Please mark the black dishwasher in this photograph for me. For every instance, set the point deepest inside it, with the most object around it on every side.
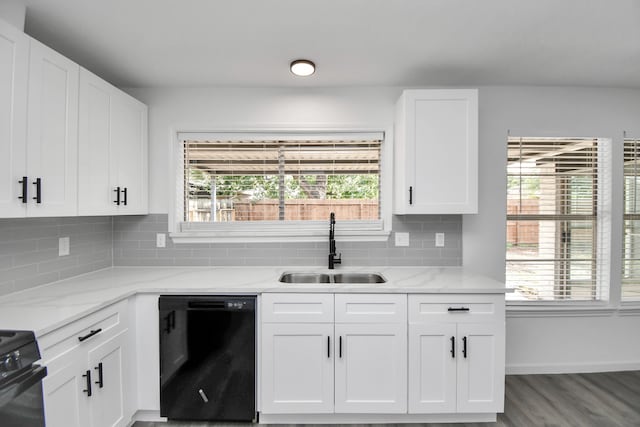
(207, 357)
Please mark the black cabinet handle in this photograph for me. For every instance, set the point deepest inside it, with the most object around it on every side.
(99, 369)
(453, 347)
(464, 347)
(90, 334)
(117, 200)
(87, 375)
(25, 188)
(170, 322)
(38, 185)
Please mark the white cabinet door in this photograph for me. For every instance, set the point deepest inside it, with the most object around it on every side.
(95, 195)
(129, 151)
(432, 368)
(108, 373)
(52, 136)
(14, 66)
(480, 368)
(436, 161)
(297, 368)
(65, 396)
(112, 150)
(371, 368)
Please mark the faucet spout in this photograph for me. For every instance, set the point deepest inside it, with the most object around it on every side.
(333, 259)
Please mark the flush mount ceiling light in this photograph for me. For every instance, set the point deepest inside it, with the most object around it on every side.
(302, 67)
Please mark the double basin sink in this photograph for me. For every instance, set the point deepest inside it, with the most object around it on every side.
(347, 278)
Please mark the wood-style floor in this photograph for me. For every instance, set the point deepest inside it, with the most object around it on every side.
(609, 399)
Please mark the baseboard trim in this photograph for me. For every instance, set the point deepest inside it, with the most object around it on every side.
(375, 418)
(573, 368)
(148, 416)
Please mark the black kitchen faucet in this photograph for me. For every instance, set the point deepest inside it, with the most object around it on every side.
(332, 243)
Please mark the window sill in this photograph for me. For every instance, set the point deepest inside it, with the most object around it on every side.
(577, 309)
(274, 232)
(630, 308)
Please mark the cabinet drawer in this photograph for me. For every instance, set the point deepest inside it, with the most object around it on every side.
(371, 308)
(307, 308)
(108, 321)
(456, 308)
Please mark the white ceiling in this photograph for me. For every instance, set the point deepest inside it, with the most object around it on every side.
(155, 43)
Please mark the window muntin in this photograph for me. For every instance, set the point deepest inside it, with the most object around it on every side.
(281, 179)
(555, 245)
(631, 226)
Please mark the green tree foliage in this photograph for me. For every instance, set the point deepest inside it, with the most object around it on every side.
(258, 187)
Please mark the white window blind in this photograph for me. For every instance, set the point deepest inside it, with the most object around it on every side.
(241, 178)
(555, 243)
(631, 238)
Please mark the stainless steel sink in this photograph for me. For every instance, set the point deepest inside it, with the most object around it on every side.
(305, 278)
(311, 277)
(358, 278)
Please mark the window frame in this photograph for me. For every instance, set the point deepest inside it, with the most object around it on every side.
(279, 231)
(601, 304)
(629, 216)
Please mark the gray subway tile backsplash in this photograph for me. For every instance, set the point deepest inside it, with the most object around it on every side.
(29, 248)
(135, 244)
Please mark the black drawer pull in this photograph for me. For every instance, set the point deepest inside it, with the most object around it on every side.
(90, 334)
(117, 200)
(25, 184)
(464, 347)
(328, 347)
(87, 375)
(453, 347)
(100, 381)
(38, 185)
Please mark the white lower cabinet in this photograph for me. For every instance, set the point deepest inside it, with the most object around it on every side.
(87, 363)
(313, 366)
(107, 405)
(65, 402)
(456, 354)
(371, 368)
(88, 390)
(297, 368)
(382, 357)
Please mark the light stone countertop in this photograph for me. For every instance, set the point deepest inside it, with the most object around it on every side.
(48, 307)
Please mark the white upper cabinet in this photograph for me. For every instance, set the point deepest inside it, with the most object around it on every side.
(52, 133)
(436, 152)
(112, 150)
(46, 110)
(14, 66)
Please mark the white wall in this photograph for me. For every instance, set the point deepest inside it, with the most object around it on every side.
(14, 13)
(553, 344)
(534, 344)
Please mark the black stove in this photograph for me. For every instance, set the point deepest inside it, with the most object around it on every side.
(21, 403)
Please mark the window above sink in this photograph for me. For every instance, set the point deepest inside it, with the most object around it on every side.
(278, 186)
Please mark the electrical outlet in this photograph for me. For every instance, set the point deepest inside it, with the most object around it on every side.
(63, 246)
(402, 239)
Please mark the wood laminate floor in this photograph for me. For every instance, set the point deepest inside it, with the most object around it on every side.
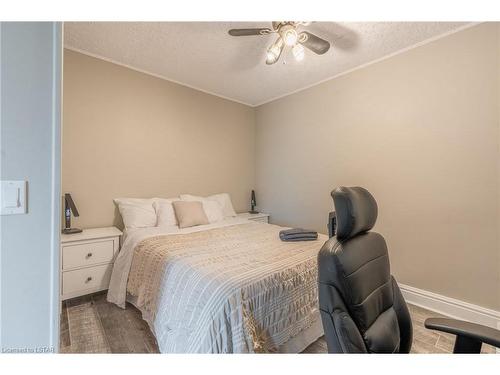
(90, 324)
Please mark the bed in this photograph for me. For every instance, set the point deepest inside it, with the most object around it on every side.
(227, 287)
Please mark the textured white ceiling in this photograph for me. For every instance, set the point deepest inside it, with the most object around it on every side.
(202, 54)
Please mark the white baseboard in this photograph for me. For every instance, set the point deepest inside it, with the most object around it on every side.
(451, 307)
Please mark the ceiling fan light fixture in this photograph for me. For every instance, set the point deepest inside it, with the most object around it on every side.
(274, 52)
(290, 36)
(298, 52)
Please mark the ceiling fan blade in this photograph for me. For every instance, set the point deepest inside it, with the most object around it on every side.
(314, 43)
(249, 32)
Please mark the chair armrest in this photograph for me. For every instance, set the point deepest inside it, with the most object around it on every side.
(472, 331)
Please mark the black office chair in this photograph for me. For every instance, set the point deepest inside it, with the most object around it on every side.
(362, 308)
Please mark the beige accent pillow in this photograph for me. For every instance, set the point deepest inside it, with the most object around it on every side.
(165, 212)
(189, 214)
(137, 213)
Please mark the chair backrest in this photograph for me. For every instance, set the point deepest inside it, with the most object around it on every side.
(361, 306)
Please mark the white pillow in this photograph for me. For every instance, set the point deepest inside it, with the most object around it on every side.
(213, 209)
(223, 198)
(165, 212)
(137, 213)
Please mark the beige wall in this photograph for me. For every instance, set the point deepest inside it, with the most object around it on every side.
(130, 134)
(420, 131)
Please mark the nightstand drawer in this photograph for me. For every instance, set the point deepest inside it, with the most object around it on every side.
(87, 254)
(96, 278)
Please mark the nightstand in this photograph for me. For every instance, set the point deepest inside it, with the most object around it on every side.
(262, 217)
(87, 260)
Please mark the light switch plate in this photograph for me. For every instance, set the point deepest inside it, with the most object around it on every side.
(13, 197)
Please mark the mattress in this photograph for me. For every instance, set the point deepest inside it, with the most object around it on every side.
(233, 287)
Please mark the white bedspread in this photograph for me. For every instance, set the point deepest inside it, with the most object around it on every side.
(226, 287)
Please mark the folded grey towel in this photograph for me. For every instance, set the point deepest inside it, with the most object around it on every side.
(298, 234)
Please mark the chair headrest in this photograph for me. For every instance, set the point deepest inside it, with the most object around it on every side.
(355, 209)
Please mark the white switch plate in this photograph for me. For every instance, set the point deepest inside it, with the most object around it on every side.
####################
» Aim of the task
Set down each entry again exactly as written. Pictures stay out.

» Written response
Please mark the black dishwasher in this photograph for me. For every instance, set the point deepest inside it, with the most object around it on every side.
(207, 357)
Please mark the black cabinet handle in this photograph for me. For every instance, set the point deepest inside it, with the most object around it on every side.
(99, 369)
(453, 347)
(464, 347)
(90, 334)
(117, 200)
(87, 375)
(25, 188)
(170, 322)
(38, 185)
Please mark the white cabinet door in this photograph for me. For every instance, set the point deepest inside it, with the most object around it on every side.
(95, 195)
(129, 151)
(432, 368)
(108, 373)
(52, 136)
(14, 66)
(480, 368)
(436, 161)
(297, 368)
(65, 396)
(112, 150)
(371, 368)
Please mark the faucet spout in this photograph for me. For every instance, set the point deepest inside it, with the most object around it on every side.
(333, 259)
Please mark the flush mount ceiling light in this photograph for me. For every instance, set the point deepest inside it, with the most object around it on every side.
(302, 67)
Please mark the double basin sink in this photograph for me. For every instance, set the point deepest inside it, with the most object around it on every side.
(347, 278)
Please mark the wood-style floor in this photograph for me. For every instance, set the point deepest inside it, with the most object around it on every side.
(609, 399)
Please mark the baseboard trim in this photograph for me. For every instance, set the point deepest inside it, with the most object around it on every side.
(375, 418)
(573, 368)
(148, 416)
Please mark the black kitchen faucet in this photograph for me. For every instance, set the point deepest inside it, with the most object around it on every side.
(332, 243)
Please mark the window sill in this photograph for me. For every instance, set the point deepest inside it, with the most object around it on every side.
(577, 309)
(274, 232)
(630, 308)
Please mark the cabinet drawer in this photograph for me. For every instance, set the point deepest inside it, with the most object around it on every side.
(371, 308)
(307, 308)
(108, 321)
(456, 308)
Please mark the white ceiling in this photograph for me. For every instance, set the point deepest inside it, with the most object around it on every side.
(155, 43)
Please mark the window muntin in this photograph for me. For every instance, set the point deepest inside it, with the most object around it on every side.
(281, 179)
(555, 245)
(631, 226)
Please mark the green tree foliage in this photograph for me. For every instance, set the point deepest inside it, with the most object around it on every side.
(258, 187)
Please mark the white window blind in this photograph for me. For every instance, set the point deepest inside it, with the most object around it on every side.
(241, 178)
(555, 243)
(631, 238)
Please mark the stainless steel sink in this photograph for me. For every instance, set the point deepest inside it, with the most object around it on every side.
(305, 278)
(311, 277)
(358, 278)
Please mark the window frame in this photograph for me. For every instance, set the point deepest inside it, with the most object around it on every side.
(279, 231)
(601, 304)
(629, 216)
Please mark the gray subway tile backsplash in this photograph for me. For every instance, set the point deepest inside it, with the most object around it on every side.
(29, 248)
(135, 244)
Please mark the black drawer pull in this photograph for me. For every instance, set the point deepest inside it, with the most object around it on every side.
(90, 334)
(117, 200)
(25, 184)
(464, 347)
(328, 347)
(87, 375)
(453, 347)
(100, 381)
(38, 185)
Please mark the white lower cabinet in this photograph for me. For every instance, set the point deepest inside it, with the most object around it on every side.
(87, 363)
(313, 366)
(107, 405)
(65, 402)
(456, 354)
(371, 368)
(88, 390)
(297, 368)
(382, 357)
Please mark the light stone countertop in this photograph for me. For every instance, set the point deepest inside it, with the most object around it on every side.
(48, 307)
Please mark the white upper cabinet in this photograph for me. For every instance, set the point deepest inside it, with the most object around it on every side.
(52, 133)
(436, 152)
(112, 150)
(46, 110)
(14, 66)
Please mark the white wall in this photograph for me. For every instance, set the point deepest inside it, with the most object around it on every side.
(14, 13)
(553, 344)
(534, 344)
Please mark the black stove in this photograph for me. For every instance, set the point deepest inside it, with the most object around it on every side.
(21, 403)
Please mark the window above sink in this photograph for me. For every instance, set the point deepest inside it, with the most object around it on every side.
(278, 186)
Please mark the electrical outlet in this photograph for me. For every instance, set the point deepest inside it, with the most object around it on every side.
(63, 246)
(402, 239)
Please mark the wood laminate floor in this photograph for me. For every instance, set the point deepest inside it, with the most object around it on every side.
(90, 324)
Please mark the bed in this photograph for me. For every instance, set the point deepest inside it, with the most object around it on every side.
(227, 287)
Please mark the textured white ceiling in this photograph for me. For every instance, set the point deepest inside it, with the most object around it on every side.
(202, 54)
Please mark the white baseboard in this photograph for me. For every instance, set the point deepest inside it, with the most object around it on every side.
(451, 307)
Please mark the ceiling fan light fixture in this photograph for me. For every instance, set the point deepest inside it, with the most object around it on every side.
(274, 52)
(290, 36)
(298, 52)
Please mark the ceiling fan blade in this photograph for me. For every instance, set the point deepest inside it, with the most object around it on every side.
(314, 43)
(249, 32)
Please mark the chair armrest in this photograph for me. For every instance, set the point deepest inside it, with the most object around it on every side.
(472, 331)
Please mark the black office chair in this photograph for me. For every instance, set the point deepest inside it, with the most object around it on every side.
(362, 308)
Please mark the beige accent pillow in this photograph for me. For every instance, set the point deepest inside it, with the most object around it on every side.
(165, 212)
(189, 214)
(137, 213)
Please mark the chair backrest in this photograph for me. For every instance, set the point deepest inside it, with the most object around it on every side.
(361, 306)
Please mark the white pillow in this photograph for me. For every instance, set the point deepest inside it, with the most object around it on every side.
(213, 209)
(223, 198)
(165, 212)
(137, 213)
Please mark the beige wall in this photograph for me. For every instance, set the point deepest inside it, with the most object around it on every side.
(130, 134)
(420, 131)
Please mark the nightstand drawer in this photograph for me. For every instance, set the point deepest inside it, with the most object around it on every side.
(87, 254)
(96, 278)
Please mark the nightstand in this photograph for me. For every instance, set the point deepest inside it, with the most object around it on every side.
(262, 217)
(87, 260)
Please mark the light switch plate in this photograph for me. For every instance, set the point deepest inside it, with the most object around it on every side.
(13, 197)
Please mark the mattress in this photograph for me. For every instance, set the point deepest inside it, with the most object around it on every side.
(233, 287)
Please mark the white bedspread in this photograph for me. For every instance, set the point deepest inside it, with the most object around it on every side.
(226, 287)
Please mark the folded grey towel in this photograph for me. For every instance, set the point deepest inside it, with the most object around it on every side.
(298, 234)
Please mark the chair headrest in this photograph for me. For every instance, set the point deepest inside it, with the most object around it on every side.
(355, 209)
Please mark the white switch plate in this photograph for me. For every instance, set the point deepest inside it, with the most object around it on every side.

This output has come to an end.